• **Texto citado**:
————

Pe. Mário Fernando Glaab.

quinta-feira, 5 de dezembro de 2019

Natal hoje.


NATAL: JESUS ENTRE OS ÚLTIMOS
Pe. Mário Fernando Glaab

            Cada ano se repete o dia do Natal. Para alguns ele é aguardado, para outros nem tanto. Para os cristãos o Natal tem significado todo especial. É a comemoração na qual fazem memória da presença humana de Deus no mundo e com o mundo, desde que Jesus nasceu até hoje e pelos séculos futuros. Cada cristão, além de reavivar a fé na presença de Deus no mundo, sente-se desafiado a levar essa notícia para todos os que ainda não creem nela. Deve compartilhar o Natal.
            Pergunta-se, no entanto, se o homem de hoje ainda se deixa impressionar pelo discurso tradicional que partia das verdades dogmáticas ensinadas durante muitos séculos, quando a visão do mundo era muito diferente de como é agora. Para o mundo hodierno, onde as pessoas estão envoltas em intermináveis questões de ordem social, moral, religiosa, política, econômica etc., ainda tem sentido dizer que o Deus eterno e todo-poderoso deixou o céu para, em Cristo Jesus, trazer a salvação ao ser humano? Falar isso para quem não conhece Deus, para quem só conhece dor, decepção, vícios, drogas; para quem não experimenta o calor da família, para quem não sente apoio e carinho de uma comunidade; para quem só sabe que no mundo existe roubalheira, exploração, corrupção, traição, injustiça, ou que vê as igrejas se digladiando entre si tentando atrair mais fiéis, prometendo resolver todos os problemas em troca de pesados dízimos, tem algum sentido? Anunciar para meninos de rua, para jovens drogados, para famílias separadas, para idosos abandonados, para pobres sem esperança, que esse Cristo nascido em Belém há dois mil anos expulsou demônios e que ele pode milagrosamente solucionar tudo isso, tem sentido? Mesmo que as igrejas estejam cheias de fiéis, estejam iluminadas e bastante enfeitadas, mesmo que nas casas se destaquem papais-noéis, as músicas soem por todos os lados, a mensagem natalina não será entendida e menos ainda, acolhida por esse mundo que tanto precisa dela. Que fazer?

————

• **Exercício breve A**:
Segundo o texto sobre o Natal, por que essa data tem significado especial para os cristãos? Responda em uma ou duas frases.
• **Exercício breve B**:
Cite do texto sobre o Natal o trecho que começa em "Natal hoje." e vai até "compartilhar o Natal.".

• **Registros fornecidos**:
————

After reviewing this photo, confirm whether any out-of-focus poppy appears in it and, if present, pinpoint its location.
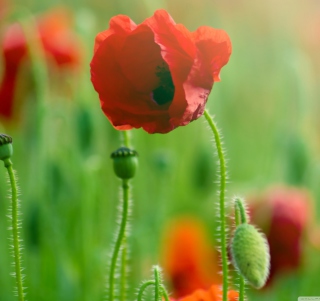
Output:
[91,10,231,133]
[171,285,239,301]
[162,217,222,298]
[249,187,312,284]
[0,8,81,119]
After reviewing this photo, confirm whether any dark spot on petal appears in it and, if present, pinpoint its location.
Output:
[152,63,175,106]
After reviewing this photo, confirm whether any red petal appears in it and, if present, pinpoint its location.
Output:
[94,15,137,52]
[119,25,163,93]
[91,35,172,133]
[145,10,196,122]
[193,26,231,81]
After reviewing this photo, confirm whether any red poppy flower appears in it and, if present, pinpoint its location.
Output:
[162,217,222,298]
[250,187,311,284]
[171,285,239,301]
[91,10,231,133]
[0,9,81,119]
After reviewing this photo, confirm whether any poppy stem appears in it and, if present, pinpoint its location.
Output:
[204,110,228,301]
[137,280,155,301]
[137,265,169,301]
[4,158,24,301]
[120,131,130,301]
[123,131,130,148]
[234,198,247,301]
[161,284,169,301]
[109,179,129,301]
[154,266,161,301]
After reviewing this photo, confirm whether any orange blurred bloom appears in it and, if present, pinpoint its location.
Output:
[0,8,81,120]
[249,187,312,284]
[172,285,238,301]
[163,218,221,300]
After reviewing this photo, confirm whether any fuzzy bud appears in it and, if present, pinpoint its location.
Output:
[0,134,13,161]
[111,147,138,180]
[231,224,270,288]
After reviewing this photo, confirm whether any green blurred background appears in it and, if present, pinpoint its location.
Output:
[0,0,320,301]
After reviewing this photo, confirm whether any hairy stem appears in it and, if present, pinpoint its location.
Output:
[137,280,155,301]
[154,266,161,301]
[161,284,169,301]
[204,110,228,301]
[234,199,247,301]
[109,180,129,301]
[123,131,130,148]
[4,159,24,301]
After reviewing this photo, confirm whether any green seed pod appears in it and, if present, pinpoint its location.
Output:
[0,134,13,160]
[111,147,138,180]
[231,224,270,288]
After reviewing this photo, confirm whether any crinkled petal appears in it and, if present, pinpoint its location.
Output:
[119,25,163,93]
[91,35,172,133]
[94,15,137,52]
[193,26,232,81]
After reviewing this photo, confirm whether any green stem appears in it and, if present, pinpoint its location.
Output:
[120,131,130,301]
[4,159,24,301]
[137,280,155,301]
[109,180,129,301]
[204,110,228,301]
[154,266,162,301]
[122,131,130,148]
[234,199,247,301]
[161,284,169,301]
[120,237,127,301]
[235,198,247,226]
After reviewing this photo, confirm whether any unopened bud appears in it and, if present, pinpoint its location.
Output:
[111,147,138,180]
[0,134,13,161]
[231,224,270,288]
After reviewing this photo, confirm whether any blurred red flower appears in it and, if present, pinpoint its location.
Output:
[0,8,81,119]
[171,285,238,301]
[162,217,222,298]
[249,187,312,284]
[91,10,231,133]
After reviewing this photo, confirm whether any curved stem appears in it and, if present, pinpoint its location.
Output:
[154,266,161,301]
[235,198,247,226]
[122,131,130,148]
[120,131,130,301]
[137,280,155,301]
[161,284,169,301]
[204,110,228,301]
[4,159,24,301]
[120,243,127,301]
[234,199,247,301]
[109,180,129,301]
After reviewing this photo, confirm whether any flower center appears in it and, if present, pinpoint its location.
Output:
[152,63,174,106]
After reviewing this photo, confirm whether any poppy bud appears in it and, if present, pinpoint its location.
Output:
[231,224,270,288]
[0,134,13,161]
[111,147,138,180]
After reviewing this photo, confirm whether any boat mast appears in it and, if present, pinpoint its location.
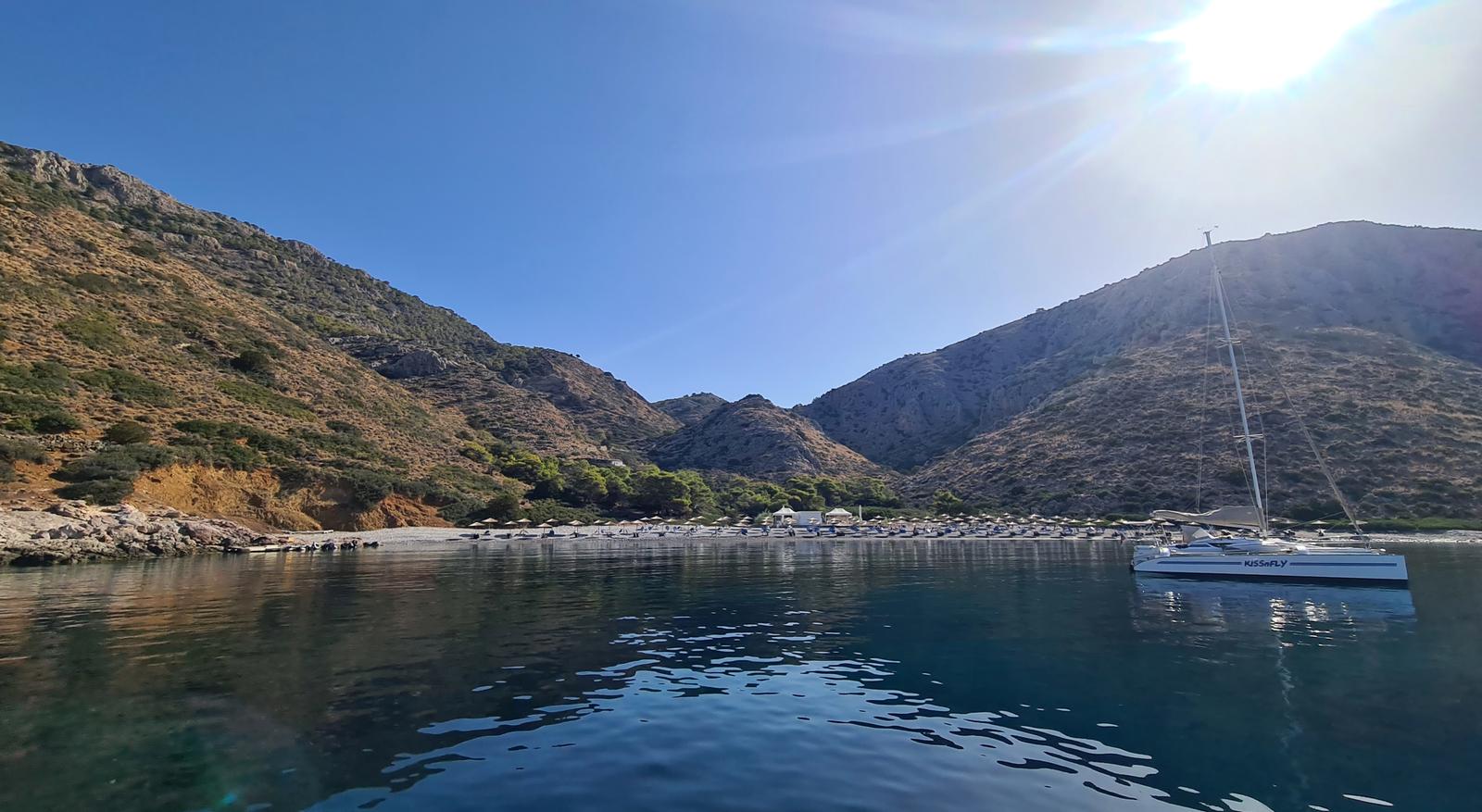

————

• **Resultado correto A**:
Porque é a comemoração em que os cristãos fazem memória da presença humana de Deus no mundo e com o mundo, desde o nascimento de Jesus até hoje e pelos séculos futuros.

• **Resultado correto B**:
Natal hoje.


NATAL: JESUS ENTRE OS ÚLTIMOS
Pe. Mário Fernando Glaab

            Cada ano se repete o dia do Natal. Para alguns ele é aguardado, para outros nem tanto. Para os cristãos o Natal tem significado todo especial. É a comemoração na qual fazem memória da presença humana de Deus no mundo e com o mundo, desde que Jesus nasceu até hoje e pelos séculos futuros. Cada cristão, além de reavivar a fé na presença de Deus no mundo, sente-se desafiado a levar essa notícia para todos os que ainda não creem nela. Deve compartilhar o Natal.